═══ Input data ═══

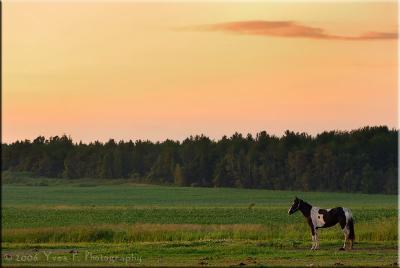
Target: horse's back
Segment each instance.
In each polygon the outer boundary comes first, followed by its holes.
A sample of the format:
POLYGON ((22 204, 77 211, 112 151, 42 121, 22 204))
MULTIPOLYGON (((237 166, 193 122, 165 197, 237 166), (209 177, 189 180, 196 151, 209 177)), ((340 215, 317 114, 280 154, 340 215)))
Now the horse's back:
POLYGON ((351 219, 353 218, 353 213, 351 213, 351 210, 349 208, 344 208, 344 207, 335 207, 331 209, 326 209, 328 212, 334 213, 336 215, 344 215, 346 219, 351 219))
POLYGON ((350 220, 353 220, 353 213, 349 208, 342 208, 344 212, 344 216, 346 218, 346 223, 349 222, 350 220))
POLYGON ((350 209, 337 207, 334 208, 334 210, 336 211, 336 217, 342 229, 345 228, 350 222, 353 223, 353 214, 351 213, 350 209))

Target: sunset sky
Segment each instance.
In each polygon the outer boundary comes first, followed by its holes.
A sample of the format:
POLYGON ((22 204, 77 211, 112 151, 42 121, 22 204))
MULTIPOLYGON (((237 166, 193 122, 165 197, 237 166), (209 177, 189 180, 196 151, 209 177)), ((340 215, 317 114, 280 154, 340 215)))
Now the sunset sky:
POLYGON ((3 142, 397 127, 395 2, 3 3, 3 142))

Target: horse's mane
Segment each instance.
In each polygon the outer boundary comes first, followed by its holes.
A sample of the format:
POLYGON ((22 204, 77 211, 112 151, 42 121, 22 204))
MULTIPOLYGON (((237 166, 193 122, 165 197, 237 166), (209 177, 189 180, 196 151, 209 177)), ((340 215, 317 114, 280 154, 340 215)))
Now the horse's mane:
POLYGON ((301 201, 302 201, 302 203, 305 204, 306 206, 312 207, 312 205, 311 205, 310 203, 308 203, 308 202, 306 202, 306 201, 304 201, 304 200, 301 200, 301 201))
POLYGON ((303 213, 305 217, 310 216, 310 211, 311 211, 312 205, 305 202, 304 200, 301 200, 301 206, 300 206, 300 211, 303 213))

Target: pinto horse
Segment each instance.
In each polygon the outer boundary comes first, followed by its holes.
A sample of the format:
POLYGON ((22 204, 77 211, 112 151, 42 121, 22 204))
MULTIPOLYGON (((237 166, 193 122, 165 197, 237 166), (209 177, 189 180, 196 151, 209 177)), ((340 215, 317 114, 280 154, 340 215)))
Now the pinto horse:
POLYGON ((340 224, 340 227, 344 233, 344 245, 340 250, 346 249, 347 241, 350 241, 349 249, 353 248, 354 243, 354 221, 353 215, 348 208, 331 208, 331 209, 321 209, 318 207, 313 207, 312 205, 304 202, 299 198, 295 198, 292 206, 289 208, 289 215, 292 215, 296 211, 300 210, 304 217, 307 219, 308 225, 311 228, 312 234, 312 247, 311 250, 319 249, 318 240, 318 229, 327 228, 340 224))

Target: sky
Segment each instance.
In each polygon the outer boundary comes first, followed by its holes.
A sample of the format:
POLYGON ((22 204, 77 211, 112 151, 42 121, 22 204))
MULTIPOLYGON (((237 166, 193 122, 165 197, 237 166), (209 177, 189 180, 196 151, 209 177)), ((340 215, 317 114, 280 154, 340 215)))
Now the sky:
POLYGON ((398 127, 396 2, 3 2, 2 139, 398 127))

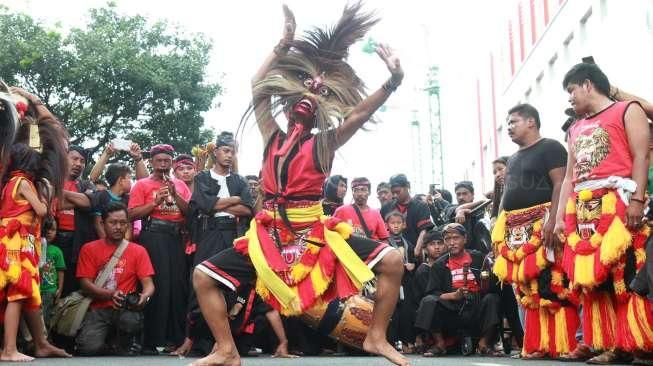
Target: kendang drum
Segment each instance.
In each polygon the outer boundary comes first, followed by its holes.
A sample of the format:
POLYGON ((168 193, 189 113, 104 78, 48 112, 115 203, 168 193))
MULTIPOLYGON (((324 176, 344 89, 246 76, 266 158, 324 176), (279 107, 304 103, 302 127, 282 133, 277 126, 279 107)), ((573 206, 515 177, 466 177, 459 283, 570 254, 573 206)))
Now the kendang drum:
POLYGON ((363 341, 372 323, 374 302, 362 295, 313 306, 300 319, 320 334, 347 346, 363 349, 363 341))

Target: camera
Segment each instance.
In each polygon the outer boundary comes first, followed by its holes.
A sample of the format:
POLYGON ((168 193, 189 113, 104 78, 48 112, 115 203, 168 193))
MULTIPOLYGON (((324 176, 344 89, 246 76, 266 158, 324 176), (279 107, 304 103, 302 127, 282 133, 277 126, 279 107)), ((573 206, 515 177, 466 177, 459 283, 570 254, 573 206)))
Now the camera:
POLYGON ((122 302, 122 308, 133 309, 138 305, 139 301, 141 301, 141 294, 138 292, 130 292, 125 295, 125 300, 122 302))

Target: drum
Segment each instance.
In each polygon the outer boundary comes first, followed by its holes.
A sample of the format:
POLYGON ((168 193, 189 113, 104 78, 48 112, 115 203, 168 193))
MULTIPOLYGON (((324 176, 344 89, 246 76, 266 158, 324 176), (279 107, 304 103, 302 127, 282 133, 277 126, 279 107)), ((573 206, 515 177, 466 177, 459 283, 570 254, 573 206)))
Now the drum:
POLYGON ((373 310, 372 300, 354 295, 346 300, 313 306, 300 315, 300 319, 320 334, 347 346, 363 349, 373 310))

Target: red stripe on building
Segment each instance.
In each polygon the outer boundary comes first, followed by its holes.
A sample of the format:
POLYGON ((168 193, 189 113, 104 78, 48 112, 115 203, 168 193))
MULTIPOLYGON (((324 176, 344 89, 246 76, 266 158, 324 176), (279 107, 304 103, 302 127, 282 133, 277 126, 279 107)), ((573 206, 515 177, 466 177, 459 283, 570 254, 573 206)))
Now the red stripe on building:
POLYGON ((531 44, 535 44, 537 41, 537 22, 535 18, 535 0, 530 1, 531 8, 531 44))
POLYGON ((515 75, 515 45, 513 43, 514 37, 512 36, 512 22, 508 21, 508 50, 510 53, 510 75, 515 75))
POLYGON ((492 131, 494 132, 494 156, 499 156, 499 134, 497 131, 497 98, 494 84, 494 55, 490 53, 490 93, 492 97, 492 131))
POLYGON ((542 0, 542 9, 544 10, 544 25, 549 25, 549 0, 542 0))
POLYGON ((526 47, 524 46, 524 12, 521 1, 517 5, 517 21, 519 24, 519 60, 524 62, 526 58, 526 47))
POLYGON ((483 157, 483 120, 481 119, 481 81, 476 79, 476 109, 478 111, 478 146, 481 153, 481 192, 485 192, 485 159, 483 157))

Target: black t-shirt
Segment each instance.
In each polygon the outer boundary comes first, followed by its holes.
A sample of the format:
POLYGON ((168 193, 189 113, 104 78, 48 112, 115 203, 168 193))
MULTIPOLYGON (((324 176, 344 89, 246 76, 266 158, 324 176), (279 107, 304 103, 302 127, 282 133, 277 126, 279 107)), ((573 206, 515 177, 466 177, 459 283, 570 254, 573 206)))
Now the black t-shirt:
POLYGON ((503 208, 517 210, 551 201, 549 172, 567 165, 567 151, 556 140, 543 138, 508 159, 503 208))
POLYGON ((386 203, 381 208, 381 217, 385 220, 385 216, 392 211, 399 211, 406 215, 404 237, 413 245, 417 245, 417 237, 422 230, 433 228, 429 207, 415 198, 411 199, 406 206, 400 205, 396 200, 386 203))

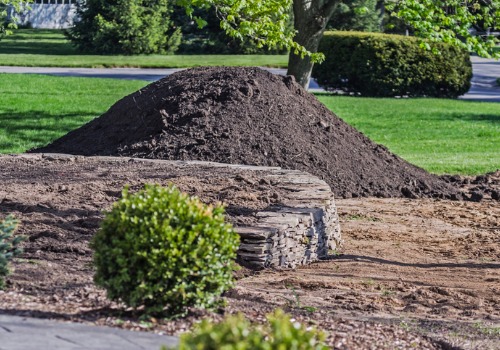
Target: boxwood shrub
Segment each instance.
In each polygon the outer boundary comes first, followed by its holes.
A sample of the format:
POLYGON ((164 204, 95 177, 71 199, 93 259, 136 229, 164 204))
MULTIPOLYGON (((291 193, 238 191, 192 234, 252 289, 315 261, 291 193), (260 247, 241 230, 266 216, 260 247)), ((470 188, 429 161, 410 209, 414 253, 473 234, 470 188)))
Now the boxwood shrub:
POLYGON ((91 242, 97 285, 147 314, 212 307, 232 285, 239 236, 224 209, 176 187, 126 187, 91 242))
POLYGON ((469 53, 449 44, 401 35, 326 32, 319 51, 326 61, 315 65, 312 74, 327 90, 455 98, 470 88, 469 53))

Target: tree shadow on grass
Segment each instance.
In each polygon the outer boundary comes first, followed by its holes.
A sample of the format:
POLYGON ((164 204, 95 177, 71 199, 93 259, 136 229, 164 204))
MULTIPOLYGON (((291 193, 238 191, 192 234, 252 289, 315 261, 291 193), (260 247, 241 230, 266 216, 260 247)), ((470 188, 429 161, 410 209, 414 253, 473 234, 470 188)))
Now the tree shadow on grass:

═══

__What you need to do__
Look through the entries above, find each line containing "Target", and copy it.

__Finished task__
Target: horse's back
Target: sunset sky
Target: horse's mane
Target: pinto horse
Target: sky
Target: kendang drum
Target: camera
Target: drum
Target: red stripe on building
Target: black t-shirt
Target: boxwood shrub
Target: tree shadow on grass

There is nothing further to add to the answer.